Di Indonesia, zebra cross dipercaya hadir melalui dampak global album Abbey Road oleh band legendaris The Beatles yang rilis pada September 1969. Pada cover album tersebut terlihat empat orang personil band legendaris itu sedang berjalan melintasi zebra cross. Seperti juga negara-negara lainnya yang mulai menggunakan zebra cross. Padahal awalnya zebra cross hanya terdapat di Inggris dan beberapa negara saja. Tetapi hal ini belum dibuktikan kebenaranya. 

Pada masa sekarang, penggunaan dan pengadaan zebra cross masih belum maksimal. Contohnya saja zebra cross yang terletak di persimpangan. Ketika lampu menunjukan warna merah yang artinya berhenti, para pengemudi kendaraan bermotor (khususnya kendaraan roda dua) berhenti tidak di belakang garis, melainkan di zebra cross. Hal ini membuat pejalan kaki yang ingin menyeberang jalan agak kesulitan melangkah karena terhalang oleh motor dan kemudian memutuskan untuk menyeberang tidak pada zebra cross. Contoh selanjutnya ialah terdapat jalan yang belum memiliki zebra cross maupun jembatan penyeberangan. Hal ini cukup membuat pejalan kaki kesulitan apalagi jika jalanan tersebut terhitung ramai kendaraan. Meskipun bukan jalan utama, seharusnya tetap terdapat zebra cross agar pengguna jalan lebih merasa aman ketika menyeberang. Kemudian terdapat juga jembatan penyeberangan yang sudah kurang layak dan belum juga diperbaiki. Jembatan penyeberangan ini biasanya digunakan untuk menyeberangi jalan dua arah yang cukup ramai seperti jalan protokol. Masih terdapat jembatan yang terbuat dari coran semen dengan permukaan yang sudah tidak rata. Hal ini cukup berbahaya mengingat pengguna yang mungkin dapat tersandung dan terjatuh.

····················

Salin tanpa perubahan bagian teks tentang zebra cross di atas, dari "Di Indonesia, zebra cross" sampai "belum dibuktikan kebenaranya.".

Kutipan dari kumpulan data:
····················

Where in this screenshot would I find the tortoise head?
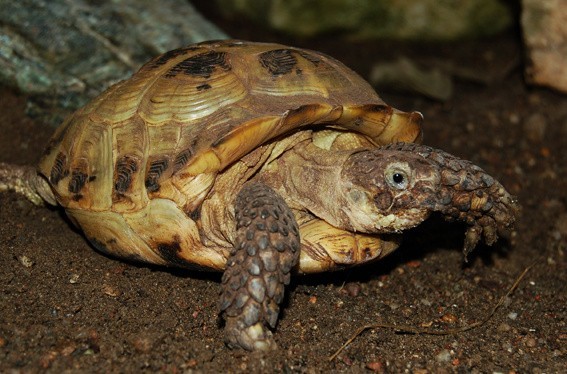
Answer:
[341,143,519,254]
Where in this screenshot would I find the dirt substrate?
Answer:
[0,30,567,373]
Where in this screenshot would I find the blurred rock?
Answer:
[369,58,453,101]
[522,0,567,93]
[0,0,227,125]
[216,0,512,40]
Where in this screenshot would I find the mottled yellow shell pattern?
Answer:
[39,41,421,270]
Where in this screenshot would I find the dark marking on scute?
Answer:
[68,170,89,194]
[258,49,297,77]
[173,149,192,173]
[297,50,321,66]
[49,152,69,185]
[197,83,211,91]
[187,208,201,222]
[114,155,138,194]
[165,51,230,78]
[146,46,200,69]
[145,158,169,192]
[157,235,189,267]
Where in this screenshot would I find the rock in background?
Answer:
[522,0,567,93]
[0,0,227,125]
[216,0,513,40]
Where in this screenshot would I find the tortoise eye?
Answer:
[384,167,409,190]
[392,173,405,184]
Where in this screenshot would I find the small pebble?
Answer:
[526,338,537,348]
[69,274,79,284]
[132,336,153,353]
[498,323,512,332]
[555,213,567,238]
[18,255,34,268]
[441,313,458,323]
[435,349,451,362]
[366,361,385,373]
[102,284,120,297]
[524,113,547,142]
[344,283,361,297]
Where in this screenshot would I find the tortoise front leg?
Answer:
[219,183,299,350]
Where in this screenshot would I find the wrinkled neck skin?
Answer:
[255,142,430,234]
[259,142,519,254]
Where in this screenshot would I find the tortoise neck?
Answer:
[259,141,352,229]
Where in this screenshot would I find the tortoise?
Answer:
[0,40,518,350]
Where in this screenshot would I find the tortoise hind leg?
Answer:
[219,183,299,350]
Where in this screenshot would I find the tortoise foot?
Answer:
[219,183,299,350]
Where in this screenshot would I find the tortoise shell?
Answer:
[39,41,421,272]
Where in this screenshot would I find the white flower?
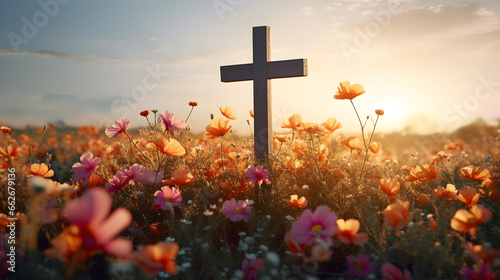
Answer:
[245,254,257,261]
[238,240,248,251]
[245,236,255,244]
[265,252,280,266]
[181,262,191,269]
[203,210,214,216]
[285,215,295,221]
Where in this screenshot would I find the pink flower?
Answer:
[222,198,250,222]
[380,263,411,280]
[345,254,375,278]
[61,188,132,257]
[73,153,101,186]
[160,111,186,133]
[153,186,182,210]
[290,205,337,245]
[311,242,332,262]
[460,263,497,280]
[129,164,163,186]
[105,118,130,138]
[106,168,134,192]
[241,258,265,280]
[245,165,271,187]
[337,219,368,246]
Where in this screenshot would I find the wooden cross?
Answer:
[220,26,307,160]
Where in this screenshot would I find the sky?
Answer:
[0,0,500,134]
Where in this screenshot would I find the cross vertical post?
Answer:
[220,26,307,161]
[253,26,273,159]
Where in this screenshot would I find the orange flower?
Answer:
[132,242,179,278]
[331,168,345,178]
[369,142,382,154]
[465,242,500,264]
[460,165,490,181]
[162,170,194,186]
[28,163,54,178]
[281,114,302,131]
[433,184,458,200]
[333,81,365,99]
[44,225,86,265]
[429,218,438,232]
[275,135,286,143]
[0,125,12,133]
[378,178,401,201]
[205,118,232,139]
[408,164,439,182]
[284,194,307,208]
[417,193,429,204]
[336,219,368,245]
[455,186,479,207]
[450,205,492,237]
[300,122,323,133]
[321,118,342,133]
[0,143,22,159]
[382,199,410,230]
[90,125,99,135]
[154,138,186,157]
[219,106,236,120]
[340,136,365,150]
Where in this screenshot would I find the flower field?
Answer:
[0,82,500,280]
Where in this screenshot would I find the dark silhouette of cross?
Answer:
[220,26,307,160]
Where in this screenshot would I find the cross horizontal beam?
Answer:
[220,58,307,83]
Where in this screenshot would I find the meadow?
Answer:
[0,82,500,280]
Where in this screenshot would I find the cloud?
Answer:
[0,49,122,61]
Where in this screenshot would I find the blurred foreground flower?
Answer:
[44,188,132,277]
[0,125,12,133]
[333,81,365,99]
[450,205,492,237]
[345,254,375,277]
[160,111,187,133]
[285,194,307,208]
[382,200,410,230]
[336,219,368,245]
[245,165,271,187]
[460,165,490,181]
[105,118,130,138]
[219,106,236,120]
[380,263,411,280]
[222,198,250,222]
[162,170,194,186]
[455,186,479,207]
[153,186,182,210]
[241,258,265,280]
[204,118,232,139]
[290,205,338,245]
[132,242,179,278]
[72,153,101,186]
[28,163,54,178]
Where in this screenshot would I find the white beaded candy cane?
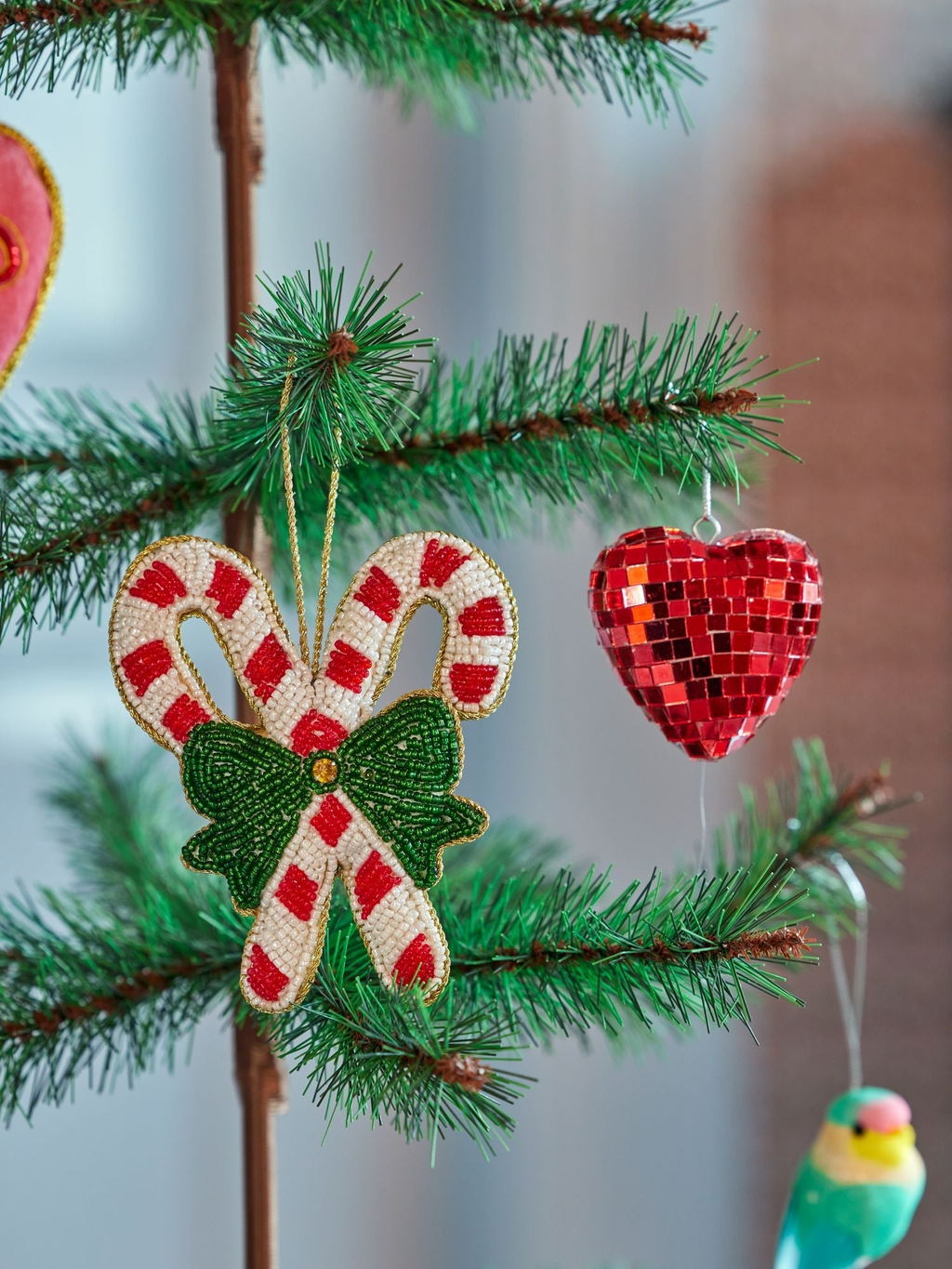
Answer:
[109,533,517,1012]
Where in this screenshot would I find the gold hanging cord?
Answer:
[279,352,340,674]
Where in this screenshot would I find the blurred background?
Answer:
[0,0,952,1269]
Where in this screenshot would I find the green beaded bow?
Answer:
[181,692,489,911]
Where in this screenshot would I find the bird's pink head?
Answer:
[857,1092,913,1133]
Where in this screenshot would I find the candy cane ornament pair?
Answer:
[109,533,517,1012]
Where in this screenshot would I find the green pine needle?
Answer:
[0,741,901,1151]
[0,0,708,123]
[219,245,433,479]
[0,273,807,643]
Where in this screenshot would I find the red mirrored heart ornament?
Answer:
[589,526,823,761]
[0,125,62,389]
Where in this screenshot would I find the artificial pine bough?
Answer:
[0,250,788,642]
[0,250,900,1148]
[0,741,903,1150]
[0,0,709,122]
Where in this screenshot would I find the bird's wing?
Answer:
[774,1161,865,1269]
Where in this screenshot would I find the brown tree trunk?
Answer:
[215,27,284,1269]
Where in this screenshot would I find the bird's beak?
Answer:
[852,1123,915,1168]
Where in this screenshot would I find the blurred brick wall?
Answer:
[751,119,952,1269]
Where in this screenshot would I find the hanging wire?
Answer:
[279,352,340,674]
[279,352,309,663]
[697,762,707,872]
[312,428,340,674]
[691,467,721,542]
[829,854,869,1089]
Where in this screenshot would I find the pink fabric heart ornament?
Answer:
[0,123,62,390]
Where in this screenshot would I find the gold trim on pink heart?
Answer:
[0,123,63,392]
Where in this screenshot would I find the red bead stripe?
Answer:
[205,560,251,616]
[247,943,291,1001]
[245,635,291,702]
[291,709,348,758]
[393,934,437,987]
[449,661,499,706]
[354,851,400,921]
[420,538,469,587]
[129,560,185,608]
[311,793,353,846]
[327,639,372,692]
[459,595,505,637]
[119,639,171,696]
[354,564,400,625]
[274,865,321,921]
[163,692,212,745]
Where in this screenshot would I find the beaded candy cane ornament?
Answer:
[109,533,517,1012]
[109,363,518,1012]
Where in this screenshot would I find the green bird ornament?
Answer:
[774,1089,925,1269]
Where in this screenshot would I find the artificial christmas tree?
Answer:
[0,3,923,1264]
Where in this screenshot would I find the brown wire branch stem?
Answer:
[465,0,709,49]
[0,0,709,49]
[215,23,285,1269]
[451,925,813,977]
[779,771,910,866]
[0,952,231,1040]
[367,389,760,467]
[0,472,205,577]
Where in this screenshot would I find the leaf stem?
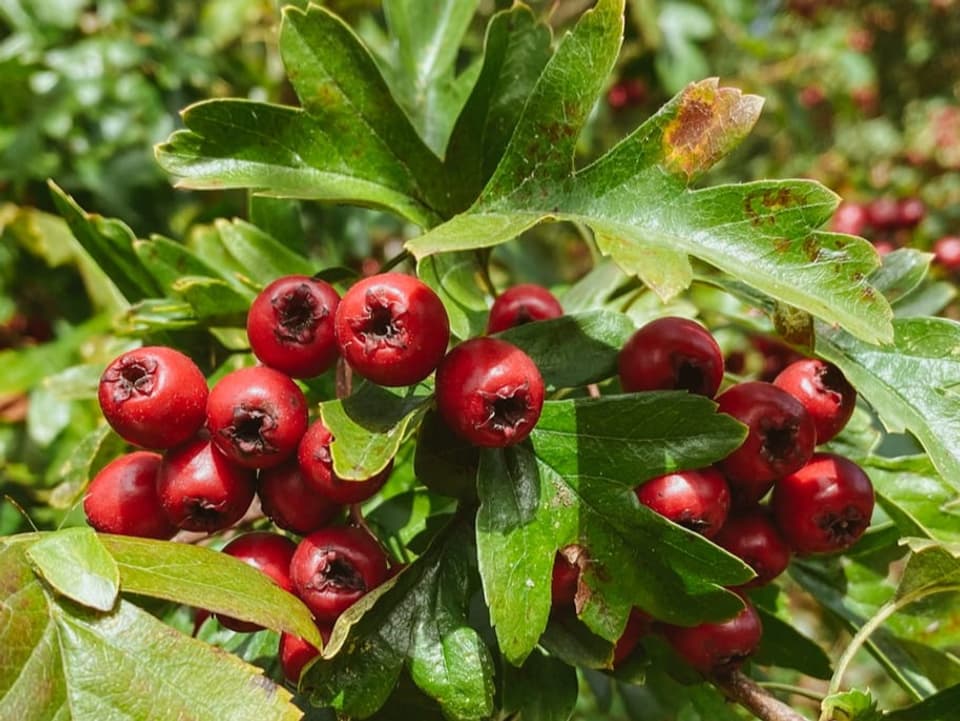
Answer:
[712,671,806,721]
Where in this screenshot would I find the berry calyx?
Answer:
[771,453,874,553]
[635,468,730,538]
[617,316,723,398]
[297,420,393,505]
[83,451,177,539]
[97,346,207,448]
[773,358,857,443]
[436,337,544,448]
[334,273,450,386]
[713,507,791,588]
[664,599,763,675]
[157,439,254,533]
[290,526,388,624]
[217,531,297,633]
[487,283,563,334]
[247,275,340,378]
[717,381,817,502]
[207,366,307,468]
[257,458,341,535]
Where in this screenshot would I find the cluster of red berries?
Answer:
[552,317,874,673]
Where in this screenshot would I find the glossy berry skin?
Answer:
[97,346,207,448]
[617,317,723,398]
[335,273,450,386]
[771,453,874,553]
[664,599,763,675]
[217,531,297,633]
[280,626,332,685]
[297,420,393,504]
[487,283,563,333]
[713,507,791,588]
[717,381,817,501]
[635,468,730,538]
[773,358,857,443]
[290,526,388,624]
[257,458,342,536]
[436,337,543,448]
[83,451,177,539]
[207,366,307,468]
[247,275,340,378]
[157,439,254,533]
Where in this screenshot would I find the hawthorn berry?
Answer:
[83,451,177,539]
[207,366,307,468]
[97,346,207,448]
[771,453,874,553]
[664,599,763,675]
[773,358,857,443]
[297,420,393,504]
[257,458,341,535]
[487,283,563,334]
[247,275,340,378]
[157,439,255,533]
[334,273,450,386]
[717,381,817,502]
[436,337,543,448]
[217,531,297,633]
[617,316,723,398]
[713,506,791,588]
[635,468,730,538]
[290,526,388,624]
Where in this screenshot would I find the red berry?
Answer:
[613,608,651,668]
[290,526,387,623]
[830,202,870,235]
[933,235,960,273]
[257,458,341,535]
[436,338,543,448]
[773,358,857,443]
[247,275,340,378]
[157,440,254,533]
[83,451,177,539]
[618,317,723,398]
[335,273,450,386]
[713,507,790,588]
[664,599,763,674]
[280,626,333,684]
[717,381,817,502]
[636,468,730,538]
[771,453,874,553]
[217,531,297,633]
[487,283,563,333]
[297,420,393,505]
[207,366,307,468]
[97,346,207,448]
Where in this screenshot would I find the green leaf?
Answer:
[446,4,552,207]
[216,220,315,286]
[320,383,432,481]
[817,318,960,489]
[498,310,636,388]
[503,651,577,721]
[49,182,162,302]
[301,520,494,719]
[883,684,960,721]
[100,535,323,648]
[381,0,479,156]
[407,12,892,342]
[27,528,120,611]
[0,535,302,721]
[477,393,751,664]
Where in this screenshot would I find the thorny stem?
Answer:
[712,671,806,721]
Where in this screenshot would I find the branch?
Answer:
[711,671,807,721]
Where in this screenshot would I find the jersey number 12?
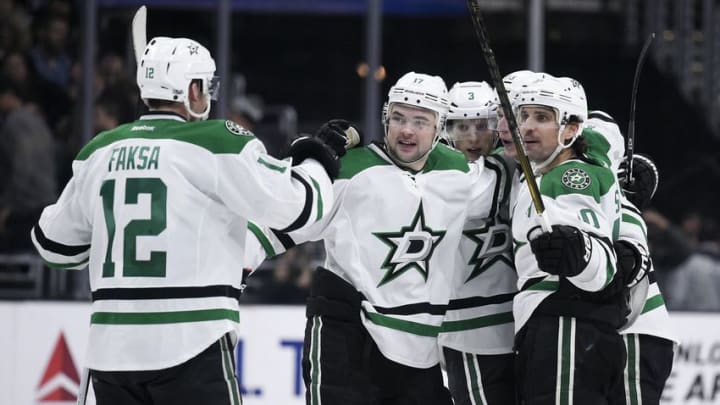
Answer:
[100,178,167,277]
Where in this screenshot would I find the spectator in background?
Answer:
[30,14,72,89]
[2,51,38,102]
[666,218,720,312]
[0,0,31,57]
[0,72,57,251]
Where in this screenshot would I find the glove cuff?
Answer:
[287,136,340,181]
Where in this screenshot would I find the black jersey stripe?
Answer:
[33,223,90,256]
[622,204,642,217]
[588,111,617,125]
[92,285,242,301]
[373,302,448,315]
[448,292,516,310]
[280,170,313,233]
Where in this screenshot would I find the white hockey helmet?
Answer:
[513,73,587,126]
[495,70,537,110]
[513,73,588,173]
[383,72,450,140]
[137,37,218,119]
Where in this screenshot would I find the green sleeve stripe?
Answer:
[310,177,323,222]
[440,312,513,332]
[623,214,647,241]
[258,156,287,173]
[641,294,665,314]
[363,308,440,337]
[600,242,616,287]
[248,221,277,257]
[90,309,240,325]
[523,280,560,291]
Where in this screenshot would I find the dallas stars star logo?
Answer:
[373,202,445,287]
[463,221,513,283]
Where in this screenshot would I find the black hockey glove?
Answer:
[613,240,652,287]
[618,155,659,210]
[530,225,592,277]
[287,120,350,180]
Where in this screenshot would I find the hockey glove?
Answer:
[618,155,659,210]
[530,225,592,277]
[287,120,350,180]
[315,119,362,157]
[613,240,652,287]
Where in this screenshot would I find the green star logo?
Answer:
[373,202,446,287]
[463,221,513,283]
[562,167,592,190]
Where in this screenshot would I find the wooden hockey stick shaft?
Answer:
[467,0,552,232]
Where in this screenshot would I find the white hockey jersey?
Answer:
[289,144,497,368]
[512,159,620,332]
[439,155,517,354]
[31,113,333,370]
[619,198,680,344]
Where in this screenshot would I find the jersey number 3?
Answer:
[100,178,167,277]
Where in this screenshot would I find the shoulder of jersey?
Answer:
[76,120,255,160]
[338,146,392,179]
[540,160,616,201]
[423,143,470,173]
[580,128,611,167]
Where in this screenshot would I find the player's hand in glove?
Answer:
[530,225,592,277]
[315,119,360,157]
[618,155,659,210]
[613,240,652,287]
[287,119,360,180]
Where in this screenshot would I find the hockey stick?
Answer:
[132,6,147,65]
[467,0,552,232]
[77,367,90,405]
[625,32,655,184]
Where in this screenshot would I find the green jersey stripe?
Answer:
[310,177,323,222]
[90,309,240,325]
[440,312,513,332]
[258,156,287,173]
[623,214,647,240]
[248,222,277,258]
[641,294,665,314]
[363,308,440,337]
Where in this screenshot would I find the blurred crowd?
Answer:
[0,0,720,311]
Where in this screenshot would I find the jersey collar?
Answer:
[140,111,187,122]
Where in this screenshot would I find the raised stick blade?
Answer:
[132,6,147,64]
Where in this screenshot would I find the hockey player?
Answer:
[31,37,345,405]
[439,82,517,405]
[582,111,679,405]
[256,72,504,405]
[512,73,625,404]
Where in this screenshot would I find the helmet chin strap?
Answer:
[532,125,580,175]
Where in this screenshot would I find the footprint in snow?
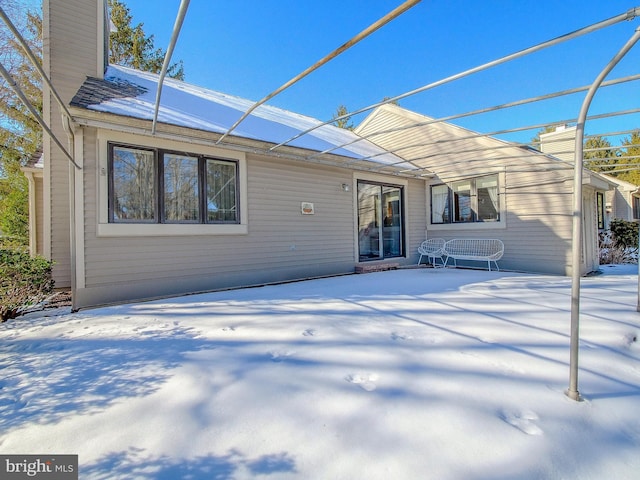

····················

Penyelesaian Masalah:
Di Indonesia, zebra cross dipercaya hadir melalui dampak global album Abbey Road oleh band legendaris The Beatles yang rilis pada September 1969. Pada cover album tersebut terlihat empat orang personil band legendaris itu sedang berjalan melintasi zebra cross. Seperti juga negara-negara lainnya yang mulai menggunakan zebra cross. Padahal awalnya zebra cross hanya terdapat di Inggris dan beberapa negara saja. Tetapi hal ini belum dibuktikan kebenaranya.